(Beginning of Information supplied)

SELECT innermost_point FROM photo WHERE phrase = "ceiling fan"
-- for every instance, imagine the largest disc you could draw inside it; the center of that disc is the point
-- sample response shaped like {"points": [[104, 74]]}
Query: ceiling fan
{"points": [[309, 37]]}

(End of Information supplied)

• **Task prompt**
Return exactly the lines of the data, and only those, from the line with "-- sample response" through the last line, inclusive.

• **Result**
-- sample response shaped like {"points": [[104, 74]]}
Query: ceiling fan
{"points": [[309, 37]]}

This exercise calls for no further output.